→ **DATA FOR THIS EXERCISE**
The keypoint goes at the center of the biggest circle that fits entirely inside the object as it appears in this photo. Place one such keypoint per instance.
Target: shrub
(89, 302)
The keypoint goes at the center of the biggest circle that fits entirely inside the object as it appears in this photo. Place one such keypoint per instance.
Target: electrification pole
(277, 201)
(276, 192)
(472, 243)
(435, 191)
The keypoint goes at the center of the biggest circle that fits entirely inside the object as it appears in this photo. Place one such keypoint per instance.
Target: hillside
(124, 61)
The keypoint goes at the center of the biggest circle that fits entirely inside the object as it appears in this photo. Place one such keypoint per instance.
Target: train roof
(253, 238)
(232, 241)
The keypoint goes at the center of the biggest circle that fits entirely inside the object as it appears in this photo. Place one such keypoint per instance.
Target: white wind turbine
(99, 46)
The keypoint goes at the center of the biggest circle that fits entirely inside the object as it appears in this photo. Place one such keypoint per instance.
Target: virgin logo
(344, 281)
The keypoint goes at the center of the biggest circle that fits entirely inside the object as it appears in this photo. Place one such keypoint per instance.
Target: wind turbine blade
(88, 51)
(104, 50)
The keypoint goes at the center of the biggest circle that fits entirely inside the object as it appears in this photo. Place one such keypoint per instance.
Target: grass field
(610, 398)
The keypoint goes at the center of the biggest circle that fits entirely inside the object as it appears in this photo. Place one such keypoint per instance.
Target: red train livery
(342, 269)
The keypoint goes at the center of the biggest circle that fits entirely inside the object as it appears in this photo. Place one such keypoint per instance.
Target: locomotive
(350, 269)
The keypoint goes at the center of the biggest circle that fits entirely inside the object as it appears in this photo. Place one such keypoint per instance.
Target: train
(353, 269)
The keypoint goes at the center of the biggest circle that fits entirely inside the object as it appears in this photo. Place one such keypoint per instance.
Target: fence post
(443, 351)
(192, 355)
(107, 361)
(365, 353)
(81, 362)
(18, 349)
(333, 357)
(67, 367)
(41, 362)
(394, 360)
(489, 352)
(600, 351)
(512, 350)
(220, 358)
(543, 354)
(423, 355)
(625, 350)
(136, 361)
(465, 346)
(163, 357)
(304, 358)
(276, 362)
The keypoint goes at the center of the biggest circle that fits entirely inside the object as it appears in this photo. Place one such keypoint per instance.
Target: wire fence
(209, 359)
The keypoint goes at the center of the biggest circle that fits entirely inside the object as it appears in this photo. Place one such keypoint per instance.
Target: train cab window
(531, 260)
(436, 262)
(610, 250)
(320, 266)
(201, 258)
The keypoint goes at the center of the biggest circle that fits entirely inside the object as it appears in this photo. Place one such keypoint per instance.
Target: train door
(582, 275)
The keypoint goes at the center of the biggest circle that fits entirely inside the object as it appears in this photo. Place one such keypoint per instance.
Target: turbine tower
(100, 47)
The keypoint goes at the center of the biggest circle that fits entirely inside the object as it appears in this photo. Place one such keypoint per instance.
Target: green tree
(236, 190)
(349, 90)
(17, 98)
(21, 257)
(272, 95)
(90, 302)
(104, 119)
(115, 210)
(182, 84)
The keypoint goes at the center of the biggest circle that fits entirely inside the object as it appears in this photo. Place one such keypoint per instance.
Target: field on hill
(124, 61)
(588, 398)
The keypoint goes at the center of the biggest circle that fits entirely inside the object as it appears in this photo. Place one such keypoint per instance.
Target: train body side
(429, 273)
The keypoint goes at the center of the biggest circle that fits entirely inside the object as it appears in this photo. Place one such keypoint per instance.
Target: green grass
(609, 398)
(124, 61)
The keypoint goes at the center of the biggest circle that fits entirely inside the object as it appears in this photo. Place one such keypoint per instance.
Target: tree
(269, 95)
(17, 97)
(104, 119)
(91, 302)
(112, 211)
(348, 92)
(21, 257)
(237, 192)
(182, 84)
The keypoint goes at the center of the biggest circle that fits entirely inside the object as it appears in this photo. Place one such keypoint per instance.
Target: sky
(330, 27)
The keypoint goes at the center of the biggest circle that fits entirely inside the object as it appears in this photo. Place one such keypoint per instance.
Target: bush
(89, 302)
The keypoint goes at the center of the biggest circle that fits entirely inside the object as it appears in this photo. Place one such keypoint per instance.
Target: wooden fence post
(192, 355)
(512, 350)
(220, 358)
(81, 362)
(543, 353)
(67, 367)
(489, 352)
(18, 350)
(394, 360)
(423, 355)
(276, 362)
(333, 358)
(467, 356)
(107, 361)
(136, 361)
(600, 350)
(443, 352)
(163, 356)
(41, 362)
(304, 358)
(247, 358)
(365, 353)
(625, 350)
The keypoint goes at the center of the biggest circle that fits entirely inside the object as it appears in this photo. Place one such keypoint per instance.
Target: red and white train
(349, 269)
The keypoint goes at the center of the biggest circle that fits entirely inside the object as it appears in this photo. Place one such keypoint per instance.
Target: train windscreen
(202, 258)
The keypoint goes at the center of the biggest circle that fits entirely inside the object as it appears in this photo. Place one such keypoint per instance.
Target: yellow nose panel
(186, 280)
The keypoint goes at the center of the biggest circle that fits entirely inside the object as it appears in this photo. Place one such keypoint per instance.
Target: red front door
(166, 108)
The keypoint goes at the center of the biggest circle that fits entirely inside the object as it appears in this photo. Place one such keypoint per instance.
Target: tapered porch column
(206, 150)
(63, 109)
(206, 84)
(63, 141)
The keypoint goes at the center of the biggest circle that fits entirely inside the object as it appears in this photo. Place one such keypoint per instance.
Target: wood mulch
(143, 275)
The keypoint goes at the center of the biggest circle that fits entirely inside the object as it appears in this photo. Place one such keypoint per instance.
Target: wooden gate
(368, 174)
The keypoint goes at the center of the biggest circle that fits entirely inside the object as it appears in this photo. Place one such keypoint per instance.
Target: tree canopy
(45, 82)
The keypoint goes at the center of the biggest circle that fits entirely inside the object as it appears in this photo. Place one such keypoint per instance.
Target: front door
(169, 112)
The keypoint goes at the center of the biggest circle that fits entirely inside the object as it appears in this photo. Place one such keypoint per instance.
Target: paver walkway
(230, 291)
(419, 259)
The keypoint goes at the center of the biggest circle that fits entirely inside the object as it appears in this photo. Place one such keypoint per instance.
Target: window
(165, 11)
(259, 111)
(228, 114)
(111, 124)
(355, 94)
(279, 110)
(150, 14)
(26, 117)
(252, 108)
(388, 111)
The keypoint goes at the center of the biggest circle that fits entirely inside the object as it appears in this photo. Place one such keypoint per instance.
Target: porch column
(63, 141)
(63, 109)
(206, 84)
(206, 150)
--
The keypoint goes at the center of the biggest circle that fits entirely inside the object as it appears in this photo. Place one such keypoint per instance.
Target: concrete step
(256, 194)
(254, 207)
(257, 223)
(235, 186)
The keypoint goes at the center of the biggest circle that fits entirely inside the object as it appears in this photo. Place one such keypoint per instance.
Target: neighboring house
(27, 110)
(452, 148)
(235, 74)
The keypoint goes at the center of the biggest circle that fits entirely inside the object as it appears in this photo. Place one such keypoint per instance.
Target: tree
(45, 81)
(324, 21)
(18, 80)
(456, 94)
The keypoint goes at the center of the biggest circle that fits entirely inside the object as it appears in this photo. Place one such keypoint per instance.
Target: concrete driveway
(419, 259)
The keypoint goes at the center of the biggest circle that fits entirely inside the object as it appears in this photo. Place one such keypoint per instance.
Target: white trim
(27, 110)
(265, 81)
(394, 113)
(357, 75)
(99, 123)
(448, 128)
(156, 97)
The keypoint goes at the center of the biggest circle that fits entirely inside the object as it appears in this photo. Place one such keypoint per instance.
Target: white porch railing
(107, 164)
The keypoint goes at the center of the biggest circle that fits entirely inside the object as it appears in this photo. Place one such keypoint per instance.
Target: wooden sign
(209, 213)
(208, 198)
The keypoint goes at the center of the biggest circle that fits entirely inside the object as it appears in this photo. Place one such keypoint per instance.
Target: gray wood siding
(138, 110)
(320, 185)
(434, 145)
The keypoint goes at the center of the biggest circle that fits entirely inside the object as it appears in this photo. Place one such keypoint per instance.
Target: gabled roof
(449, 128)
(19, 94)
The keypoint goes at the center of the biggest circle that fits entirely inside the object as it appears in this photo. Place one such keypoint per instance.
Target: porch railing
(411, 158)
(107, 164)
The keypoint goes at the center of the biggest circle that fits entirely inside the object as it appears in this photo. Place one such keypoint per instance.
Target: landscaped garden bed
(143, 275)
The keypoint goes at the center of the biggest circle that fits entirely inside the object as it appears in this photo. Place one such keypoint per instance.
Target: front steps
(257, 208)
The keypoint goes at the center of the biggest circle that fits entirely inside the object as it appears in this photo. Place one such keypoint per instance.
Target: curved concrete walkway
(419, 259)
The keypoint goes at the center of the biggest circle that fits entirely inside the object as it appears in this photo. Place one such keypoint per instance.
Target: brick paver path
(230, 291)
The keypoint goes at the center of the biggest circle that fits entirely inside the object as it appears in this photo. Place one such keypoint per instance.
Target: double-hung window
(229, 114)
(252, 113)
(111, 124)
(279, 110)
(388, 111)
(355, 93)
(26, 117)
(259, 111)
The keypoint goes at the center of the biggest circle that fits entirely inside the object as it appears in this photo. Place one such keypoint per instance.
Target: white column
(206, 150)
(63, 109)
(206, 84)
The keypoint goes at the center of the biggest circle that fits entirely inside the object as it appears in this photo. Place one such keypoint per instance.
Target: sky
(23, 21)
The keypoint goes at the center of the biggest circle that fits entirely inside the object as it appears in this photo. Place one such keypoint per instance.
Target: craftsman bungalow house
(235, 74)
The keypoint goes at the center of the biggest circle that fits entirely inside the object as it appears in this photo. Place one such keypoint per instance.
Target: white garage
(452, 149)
--
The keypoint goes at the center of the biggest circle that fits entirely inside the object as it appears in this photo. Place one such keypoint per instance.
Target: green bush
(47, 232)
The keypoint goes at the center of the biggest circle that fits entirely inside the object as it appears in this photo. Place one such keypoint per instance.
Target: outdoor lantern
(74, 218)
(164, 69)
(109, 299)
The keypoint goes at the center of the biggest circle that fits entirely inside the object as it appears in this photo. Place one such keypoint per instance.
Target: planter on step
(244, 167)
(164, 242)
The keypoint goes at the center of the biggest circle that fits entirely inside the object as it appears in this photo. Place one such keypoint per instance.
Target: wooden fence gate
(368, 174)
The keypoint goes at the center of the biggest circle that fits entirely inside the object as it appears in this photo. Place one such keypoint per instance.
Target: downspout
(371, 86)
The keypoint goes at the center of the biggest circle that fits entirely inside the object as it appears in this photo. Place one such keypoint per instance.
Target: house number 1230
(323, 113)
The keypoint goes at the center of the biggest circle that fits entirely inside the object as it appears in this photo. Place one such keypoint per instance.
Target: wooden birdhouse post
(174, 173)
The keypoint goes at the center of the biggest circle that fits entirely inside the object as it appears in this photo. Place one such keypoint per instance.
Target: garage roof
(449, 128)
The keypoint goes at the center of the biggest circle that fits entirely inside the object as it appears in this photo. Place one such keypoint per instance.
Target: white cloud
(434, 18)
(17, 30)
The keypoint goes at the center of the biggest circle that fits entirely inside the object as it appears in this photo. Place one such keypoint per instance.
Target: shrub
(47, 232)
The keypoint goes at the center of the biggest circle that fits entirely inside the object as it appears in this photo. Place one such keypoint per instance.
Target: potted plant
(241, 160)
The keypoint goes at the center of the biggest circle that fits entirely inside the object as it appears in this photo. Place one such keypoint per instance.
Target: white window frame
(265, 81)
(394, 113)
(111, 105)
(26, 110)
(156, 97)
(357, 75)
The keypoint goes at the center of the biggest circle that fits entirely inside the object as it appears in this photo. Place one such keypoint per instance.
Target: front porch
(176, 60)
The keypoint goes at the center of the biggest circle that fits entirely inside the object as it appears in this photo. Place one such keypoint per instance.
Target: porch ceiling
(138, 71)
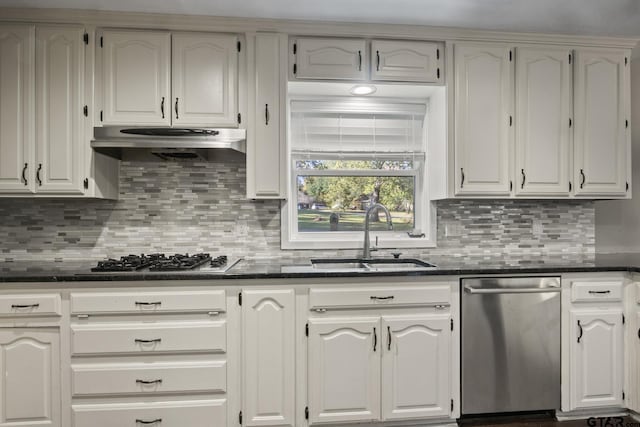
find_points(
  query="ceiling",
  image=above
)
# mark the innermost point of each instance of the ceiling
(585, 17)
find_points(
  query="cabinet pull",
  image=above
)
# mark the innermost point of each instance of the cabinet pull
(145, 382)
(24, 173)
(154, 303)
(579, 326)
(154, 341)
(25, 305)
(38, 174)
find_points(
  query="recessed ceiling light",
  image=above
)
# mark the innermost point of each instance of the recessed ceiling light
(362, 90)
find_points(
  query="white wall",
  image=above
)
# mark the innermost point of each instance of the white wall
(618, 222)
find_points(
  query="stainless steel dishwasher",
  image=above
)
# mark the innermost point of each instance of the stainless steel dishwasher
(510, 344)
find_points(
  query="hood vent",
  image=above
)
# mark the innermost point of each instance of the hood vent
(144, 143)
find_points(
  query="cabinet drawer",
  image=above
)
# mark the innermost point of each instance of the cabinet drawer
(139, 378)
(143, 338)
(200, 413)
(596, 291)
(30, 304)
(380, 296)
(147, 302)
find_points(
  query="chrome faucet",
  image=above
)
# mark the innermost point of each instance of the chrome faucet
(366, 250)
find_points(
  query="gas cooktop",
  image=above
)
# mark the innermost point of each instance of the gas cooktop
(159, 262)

→ **OBJECTIVE**
Locate each line in the records above that contains the word "green" and copy those lines out in full.

→ **THE RESULT**
Target: green tree
Target: green grass
Target: green bush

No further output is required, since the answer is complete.